BRANO SCELTO:
==========
Prendersi cura di chi si prende cura

Dal progetto “Milano Sei L’altro” sono nati in città nuovi luoghi e nuove modalità per conciliare vita, lavoro, famiglia

Data di pubblicazione: 31 Maggio Mag 2021 1051 31 maggio 2021

Crediamo che l’attivazione della comunità sia la vera risorsa per dare avvio a soluzioni nuove “più grandi della somma della disponibilità di ognuno”

Milano Sei l’Altro, un progetto sostenuto dalla seconda edizione del bando Welfare di Comunità di Fondazione Cariplo, nasce a Milano nei Municipi 4 e 6 con l’intento di promuovere un nuovo modello di welfare comunitario e integrato per favorire la conciliazione vita, lavoro e famiglia. Ha concentrato i suoi interventi su uomini e donne lavoratori con carichi di cura, figli minori e familiari non autosufficienti e donne disoccupate proprio a causa dei carichi di cura. Fin dal principio, ha coinvolto le imprese del territorio (piccole, medie e grandi) non solo nella messa a disposizione di risorse, spazi e competenze per la comunità locale, ma anche nell’ideazione di processi di coproduzione per innovare l’offerta di welfare aziendale aprendosi alla comunità circostante.

A partire dalla consapevolezza che il tema della conciliazione non riguarda solo la sfera privata delle persone ma tocca da vicino tutti i soggetti del territorio: imprese, enti non profit, il privato sociale, i movimenti cittadini, le amministrazioni pubbliche

Milano Sei l’Altro (un partenariato di Spazio Aperto Servizi-ente capofila-; Comune di Milano; Sis; Comunità del Giambellino; Fondazione Enrico Mattei; A&I; La Cordata; Solari6) si è avvalso del supporto di manager di comunità e di facilitatori per aiutare i cittadini a riconoscere i propri bisogni, aggregarli e, sulla base di questi, co-produrre nuovi servizi o migliorare i servizi esistenti.
==========
MATERIALE FORNITO:

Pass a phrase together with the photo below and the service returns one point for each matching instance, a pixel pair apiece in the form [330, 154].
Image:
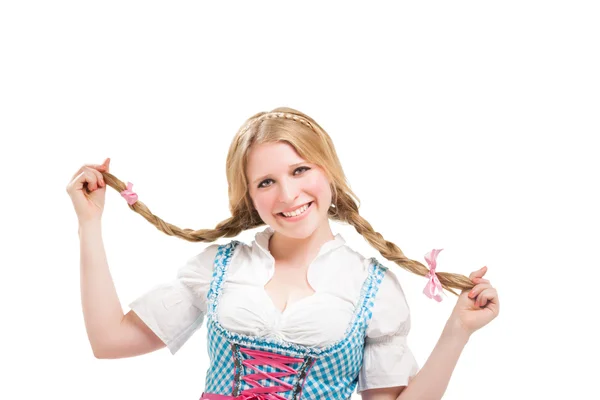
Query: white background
[466, 126]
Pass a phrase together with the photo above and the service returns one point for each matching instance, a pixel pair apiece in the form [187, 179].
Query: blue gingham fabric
[329, 372]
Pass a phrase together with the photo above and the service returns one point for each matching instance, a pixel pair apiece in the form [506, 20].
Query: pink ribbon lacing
[259, 392]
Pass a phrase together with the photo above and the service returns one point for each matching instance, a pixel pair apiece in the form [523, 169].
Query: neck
[285, 248]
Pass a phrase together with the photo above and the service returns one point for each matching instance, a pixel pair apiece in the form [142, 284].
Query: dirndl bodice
[244, 367]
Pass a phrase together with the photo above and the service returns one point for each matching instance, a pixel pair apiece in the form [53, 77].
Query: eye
[299, 168]
[260, 185]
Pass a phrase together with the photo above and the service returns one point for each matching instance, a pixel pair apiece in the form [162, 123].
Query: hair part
[313, 144]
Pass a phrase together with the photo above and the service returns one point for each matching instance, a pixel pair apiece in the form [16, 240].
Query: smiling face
[280, 181]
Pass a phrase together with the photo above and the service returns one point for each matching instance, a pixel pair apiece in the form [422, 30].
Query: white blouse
[175, 310]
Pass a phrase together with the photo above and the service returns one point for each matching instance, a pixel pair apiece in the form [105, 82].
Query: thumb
[479, 273]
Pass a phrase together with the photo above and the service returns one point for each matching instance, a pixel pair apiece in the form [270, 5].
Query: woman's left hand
[477, 307]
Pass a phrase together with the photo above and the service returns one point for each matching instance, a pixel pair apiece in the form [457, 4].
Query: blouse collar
[262, 241]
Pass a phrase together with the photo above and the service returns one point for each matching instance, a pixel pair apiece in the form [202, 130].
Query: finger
[95, 180]
[99, 167]
[487, 295]
[479, 273]
[478, 289]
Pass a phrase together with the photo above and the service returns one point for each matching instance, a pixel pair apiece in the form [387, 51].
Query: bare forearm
[102, 310]
[431, 381]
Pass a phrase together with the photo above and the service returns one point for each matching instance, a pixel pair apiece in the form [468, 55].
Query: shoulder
[391, 312]
[197, 271]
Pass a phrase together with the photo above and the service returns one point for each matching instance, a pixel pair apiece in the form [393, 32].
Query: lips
[309, 204]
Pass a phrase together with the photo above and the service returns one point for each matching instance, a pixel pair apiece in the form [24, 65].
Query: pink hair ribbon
[129, 195]
[433, 289]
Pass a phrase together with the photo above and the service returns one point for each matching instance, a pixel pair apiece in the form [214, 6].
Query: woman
[295, 314]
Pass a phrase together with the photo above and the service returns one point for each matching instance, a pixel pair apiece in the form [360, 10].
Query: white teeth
[297, 212]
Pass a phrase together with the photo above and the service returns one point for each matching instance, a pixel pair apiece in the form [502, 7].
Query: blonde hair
[313, 144]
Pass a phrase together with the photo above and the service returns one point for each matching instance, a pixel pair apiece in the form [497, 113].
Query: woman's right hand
[88, 191]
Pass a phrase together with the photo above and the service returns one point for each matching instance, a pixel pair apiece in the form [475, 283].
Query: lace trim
[361, 316]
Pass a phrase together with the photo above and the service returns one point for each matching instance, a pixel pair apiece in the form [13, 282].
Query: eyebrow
[290, 166]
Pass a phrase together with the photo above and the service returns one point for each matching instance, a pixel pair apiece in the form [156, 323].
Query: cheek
[320, 188]
[263, 204]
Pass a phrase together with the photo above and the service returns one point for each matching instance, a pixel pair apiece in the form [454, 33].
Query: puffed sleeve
[175, 310]
[387, 359]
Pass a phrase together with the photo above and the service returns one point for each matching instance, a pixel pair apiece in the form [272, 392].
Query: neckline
[262, 241]
[368, 289]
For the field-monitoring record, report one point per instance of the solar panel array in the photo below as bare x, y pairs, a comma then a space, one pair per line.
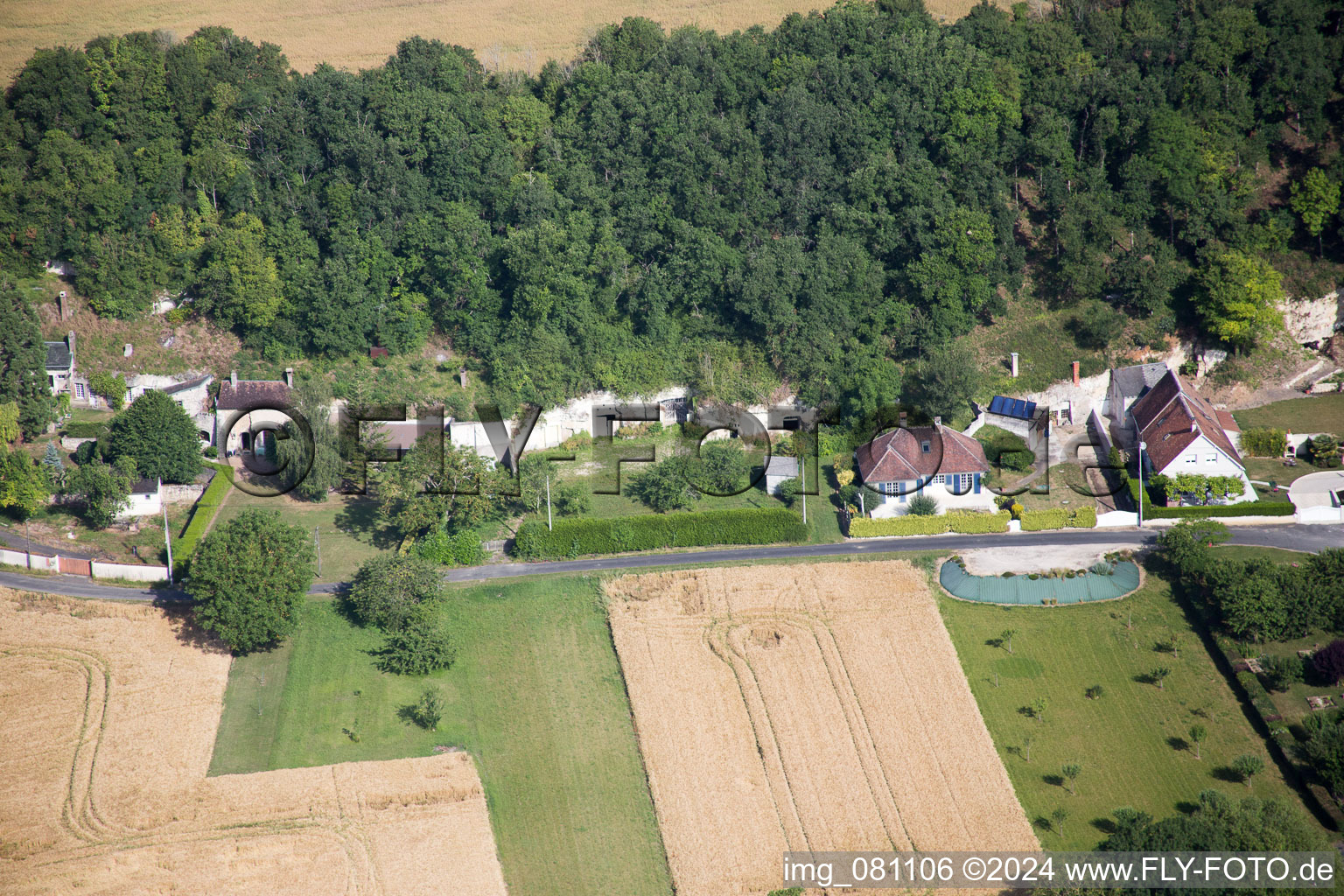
1016, 407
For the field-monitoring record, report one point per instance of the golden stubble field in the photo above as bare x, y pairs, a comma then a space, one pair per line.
360, 34
109, 720
804, 708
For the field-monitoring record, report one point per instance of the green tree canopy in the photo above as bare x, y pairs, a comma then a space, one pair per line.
23, 361
23, 484
104, 489
1239, 298
391, 589
248, 578
156, 433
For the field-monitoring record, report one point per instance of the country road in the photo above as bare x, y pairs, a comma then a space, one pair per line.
1293, 537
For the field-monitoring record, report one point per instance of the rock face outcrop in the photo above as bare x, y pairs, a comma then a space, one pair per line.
1313, 320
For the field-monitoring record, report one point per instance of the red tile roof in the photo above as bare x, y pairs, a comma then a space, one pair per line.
898, 456
253, 394
1172, 416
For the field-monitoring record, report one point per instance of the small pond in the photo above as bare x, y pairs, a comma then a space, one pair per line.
1026, 590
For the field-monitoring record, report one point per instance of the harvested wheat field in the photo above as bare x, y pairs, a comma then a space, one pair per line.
804, 707
110, 715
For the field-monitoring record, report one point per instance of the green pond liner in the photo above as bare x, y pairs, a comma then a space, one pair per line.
1025, 590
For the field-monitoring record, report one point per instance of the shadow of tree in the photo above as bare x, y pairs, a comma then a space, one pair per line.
183, 621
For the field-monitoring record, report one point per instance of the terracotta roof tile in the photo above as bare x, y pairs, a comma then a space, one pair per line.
900, 456
1172, 416
252, 396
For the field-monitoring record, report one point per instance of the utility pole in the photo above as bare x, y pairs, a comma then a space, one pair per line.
167, 540
549, 504
1141, 446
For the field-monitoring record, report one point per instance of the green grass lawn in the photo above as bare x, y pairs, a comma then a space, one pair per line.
538, 699
348, 528
1133, 742
1312, 414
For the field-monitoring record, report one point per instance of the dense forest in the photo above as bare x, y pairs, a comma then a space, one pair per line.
817, 205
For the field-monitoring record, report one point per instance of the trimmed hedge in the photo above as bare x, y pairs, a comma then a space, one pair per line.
1245, 508
1264, 441
962, 522
1058, 519
200, 516
574, 537
85, 430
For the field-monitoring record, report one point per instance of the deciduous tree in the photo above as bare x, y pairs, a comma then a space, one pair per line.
248, 579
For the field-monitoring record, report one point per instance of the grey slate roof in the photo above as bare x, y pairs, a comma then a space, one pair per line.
58, 356
1138, 379
187, 384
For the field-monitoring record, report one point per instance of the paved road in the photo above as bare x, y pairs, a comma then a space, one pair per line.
1294, 537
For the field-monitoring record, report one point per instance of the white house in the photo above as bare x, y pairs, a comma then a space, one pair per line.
779, 471
60, 364
1184, 434
145, 499
924, 459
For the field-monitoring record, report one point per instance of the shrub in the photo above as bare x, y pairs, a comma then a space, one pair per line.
1245, 508
391, 590
110, 386
1328, 662
962, 522
1264, 441
461, 550
1324, 451
924, 506
1058, 519
574, 537
429, 708
418, 649
203, 514
1283, 672
248, 579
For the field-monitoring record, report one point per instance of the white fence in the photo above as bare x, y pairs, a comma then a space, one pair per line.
1116, 519
135, 572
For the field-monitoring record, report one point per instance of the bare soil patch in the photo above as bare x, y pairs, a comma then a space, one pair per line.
110, 719
804, 707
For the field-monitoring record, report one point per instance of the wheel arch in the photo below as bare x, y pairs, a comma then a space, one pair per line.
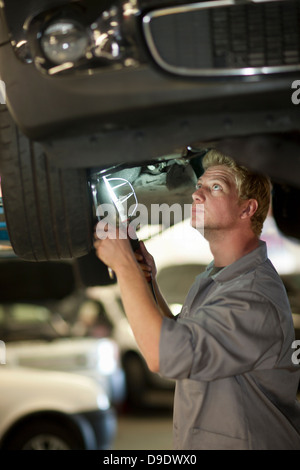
74, 423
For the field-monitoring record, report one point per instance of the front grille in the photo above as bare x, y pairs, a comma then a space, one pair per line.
221, 38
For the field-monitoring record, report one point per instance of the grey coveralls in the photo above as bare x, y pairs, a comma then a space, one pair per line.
230, 351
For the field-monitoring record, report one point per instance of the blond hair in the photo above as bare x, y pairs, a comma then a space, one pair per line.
249, 186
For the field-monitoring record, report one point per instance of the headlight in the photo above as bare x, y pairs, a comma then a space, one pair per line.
64, 41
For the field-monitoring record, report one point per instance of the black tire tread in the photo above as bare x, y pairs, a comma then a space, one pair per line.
47, 209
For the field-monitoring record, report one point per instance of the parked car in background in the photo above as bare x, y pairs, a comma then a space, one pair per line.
45, 410
37, 338
144, 388
96, 87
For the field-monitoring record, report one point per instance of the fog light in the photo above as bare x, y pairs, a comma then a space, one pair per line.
64, 41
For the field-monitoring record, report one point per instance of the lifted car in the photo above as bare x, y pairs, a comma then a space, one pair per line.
45, 410
98, 86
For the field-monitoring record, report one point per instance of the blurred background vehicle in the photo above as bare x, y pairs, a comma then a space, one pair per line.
54, 411
37, 335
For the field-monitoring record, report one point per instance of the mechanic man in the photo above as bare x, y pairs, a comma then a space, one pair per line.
230, 348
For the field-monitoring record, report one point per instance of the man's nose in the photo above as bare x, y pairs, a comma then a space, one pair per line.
198, 195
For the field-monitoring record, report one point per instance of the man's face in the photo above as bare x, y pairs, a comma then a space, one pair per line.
216, 198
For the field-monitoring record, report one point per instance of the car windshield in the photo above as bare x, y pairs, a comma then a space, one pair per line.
20, 322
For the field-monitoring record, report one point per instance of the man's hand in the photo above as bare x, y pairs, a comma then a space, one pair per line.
146, 262
114, 248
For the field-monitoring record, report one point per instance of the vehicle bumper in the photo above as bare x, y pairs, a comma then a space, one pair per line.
108, 102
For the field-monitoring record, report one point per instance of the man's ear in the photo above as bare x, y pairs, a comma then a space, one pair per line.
249, 208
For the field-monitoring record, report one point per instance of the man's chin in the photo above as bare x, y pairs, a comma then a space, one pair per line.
197, 226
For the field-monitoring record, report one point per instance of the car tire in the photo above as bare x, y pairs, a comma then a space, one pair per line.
48, 210
45, 435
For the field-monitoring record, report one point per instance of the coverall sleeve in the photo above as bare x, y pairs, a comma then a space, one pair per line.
226, 338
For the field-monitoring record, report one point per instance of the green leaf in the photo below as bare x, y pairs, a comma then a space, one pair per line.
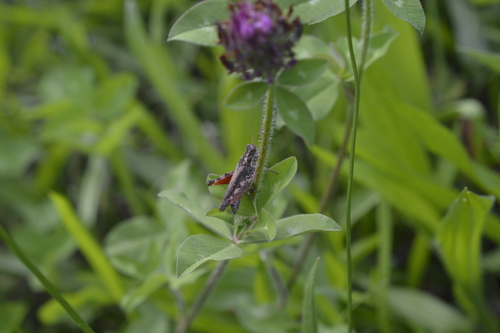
303, 72
51, 312
11, 316
197, 249
246, 95
309, 320
309, 46
150, 319
114, 94
489, 59
379, 45
320, 96
266, 224
165, 76
297, 225
316, 11
89, 247
427, 311
93, 183
139, 293
133, 246
197, 25
410, 11
274, 182
459, 239
265, 318
296, 114
189, 206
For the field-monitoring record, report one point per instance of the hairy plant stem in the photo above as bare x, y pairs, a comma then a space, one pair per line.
327, 194
266, 134
351, 168
44, 281
185, 322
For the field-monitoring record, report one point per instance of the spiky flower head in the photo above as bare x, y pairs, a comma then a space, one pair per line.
258, 39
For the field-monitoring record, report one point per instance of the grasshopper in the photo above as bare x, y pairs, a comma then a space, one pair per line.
240, 180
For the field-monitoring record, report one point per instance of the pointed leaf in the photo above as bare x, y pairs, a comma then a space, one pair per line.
296, 114
309, 320
197, 249
459, 239
274, 182
133, 246
410, 11
246, 95
303, 72
88, 245
189, 206
304, 223
297, 225
138, 294
197, 25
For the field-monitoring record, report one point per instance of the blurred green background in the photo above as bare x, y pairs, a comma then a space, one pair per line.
97, 109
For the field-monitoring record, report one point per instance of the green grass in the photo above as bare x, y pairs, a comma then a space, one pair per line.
98, 114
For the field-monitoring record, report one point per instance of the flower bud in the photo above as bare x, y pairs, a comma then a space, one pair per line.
258, 39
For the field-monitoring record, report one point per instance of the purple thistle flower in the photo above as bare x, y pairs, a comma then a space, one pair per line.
258, 39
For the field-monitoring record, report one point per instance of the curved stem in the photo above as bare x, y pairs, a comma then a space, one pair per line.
351, 168
185, 322
327, 195
365, 37
266, 134
44, 281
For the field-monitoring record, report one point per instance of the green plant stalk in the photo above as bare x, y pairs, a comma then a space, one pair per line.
266, 134
365, 39
185, 322
332, 181
51, 289
351, 168
384, 228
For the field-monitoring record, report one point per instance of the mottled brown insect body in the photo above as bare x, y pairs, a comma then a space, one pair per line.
240, 180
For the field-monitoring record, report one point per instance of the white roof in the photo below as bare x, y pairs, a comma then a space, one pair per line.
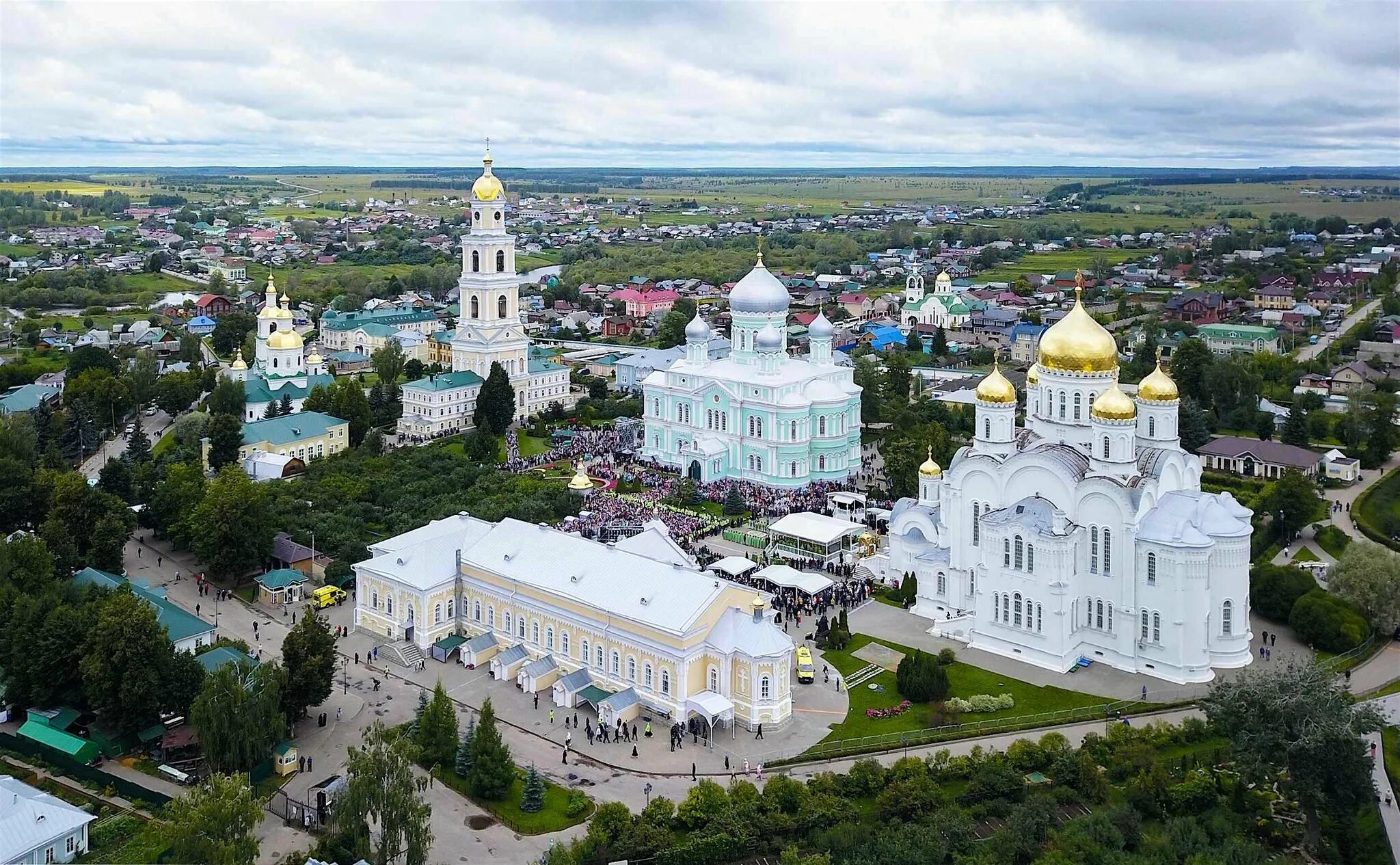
==========
IL COMPITO:
Puoi riscrivere il testo sul progetto Milano Sei l'Altro, tutto da "Milano Sei l’Altro (un" fino a "i servizi esistenti.", cambiando "facilitatori" in "mediatori"?

RISULTATO DELL'ESERCIZIO:
Milano Sei l’Altro (un partenariato di Spazio Aperto Servizi-ente capofila-; Comune di Milano; Sis; Comunità del Giambellino; Fondazione Enrico Mattei; A&I; La Cordata; Solari6) si è avvalso del supporto di manager di comunità e di mediatori per aiutare i cittadini a riconoscere i propri bisogni, aggregarli e, sulla base di questi, co-produrre nuovi servizi o migliorare i servizi esistenti.